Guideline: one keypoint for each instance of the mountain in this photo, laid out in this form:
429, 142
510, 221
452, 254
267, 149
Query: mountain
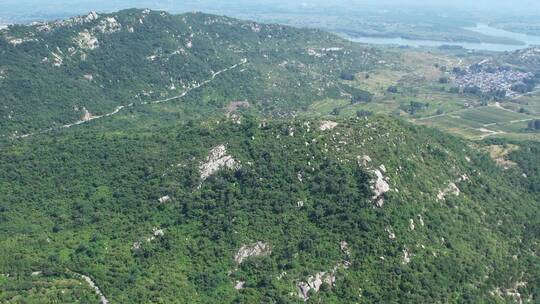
378, 209
209, 188
57, 73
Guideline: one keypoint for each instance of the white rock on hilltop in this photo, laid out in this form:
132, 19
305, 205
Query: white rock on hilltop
164, 199
450, 189
328, 125
216, 160
85, 40
380, 187
252, 250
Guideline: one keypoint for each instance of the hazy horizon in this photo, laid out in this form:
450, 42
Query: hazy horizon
37, 8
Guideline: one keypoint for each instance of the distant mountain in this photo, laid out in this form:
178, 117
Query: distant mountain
151, 158
52, 73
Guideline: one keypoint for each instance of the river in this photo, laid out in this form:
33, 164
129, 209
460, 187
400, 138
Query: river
480, 28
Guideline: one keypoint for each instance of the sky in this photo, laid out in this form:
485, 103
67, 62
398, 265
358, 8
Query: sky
61, 8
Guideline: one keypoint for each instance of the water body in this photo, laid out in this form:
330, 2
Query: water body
528, 40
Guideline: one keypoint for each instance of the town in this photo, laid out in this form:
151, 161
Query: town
486, 78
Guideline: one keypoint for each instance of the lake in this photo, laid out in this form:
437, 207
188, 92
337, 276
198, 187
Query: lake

——

▶ _Objective_: Set down all of the records above word for word and line by line, leaving the pictures out.

▶ _Exercise result_:
Guideline: one keypoint for each instance of the mountain in this photo, laid out in this form:
429, 142
510, 221
452, 254
267, 149
Query: mountain
378, 209
209, 188
57, 73
Guideline: one keypoint for each instance of the white rock on hilltop in this photo, laid out in this form:
132, 19
305, 205
Query: white rock on hilltop
164, 199
450, 189
328, 125
216, 160
85, 40
380, 187
252, 250
Guideline: one keypoint for each instance of the hazy horizon in this photo, laid out in this form:
450, 42
Query: hazy horizon
37, 8
Guideline: one keypoint for each instance of the distant mountain in this photo, laid out in this form:
178, 117
Query: distant mountain
151, 158
52, 73
Guideline: one keypoint for each instance of the river in this photo, laid out in this form:
33, 164
129, 209
460, 187
400, 138
Query: river
480, 28
Guideline: one keypoint for each instance of the sky in this photo, laid out in this form:
485, 103
67, 62
398, 265
358, 8
Query: sky
61, 8
Guideline: one keypoint for each instance of the water body in this photo, laid out in this form:
330, 2
Query: water body
528, 40
Guideline: one keypoint for each instance of the town in this photo, laid out in this form:
151, 161
Query: town
486, 78
Guideline: one keypoint for each instance of the lake in this photo, laid out in this form:
437, 207
188, 92
337, 276
198, 187
Query: lake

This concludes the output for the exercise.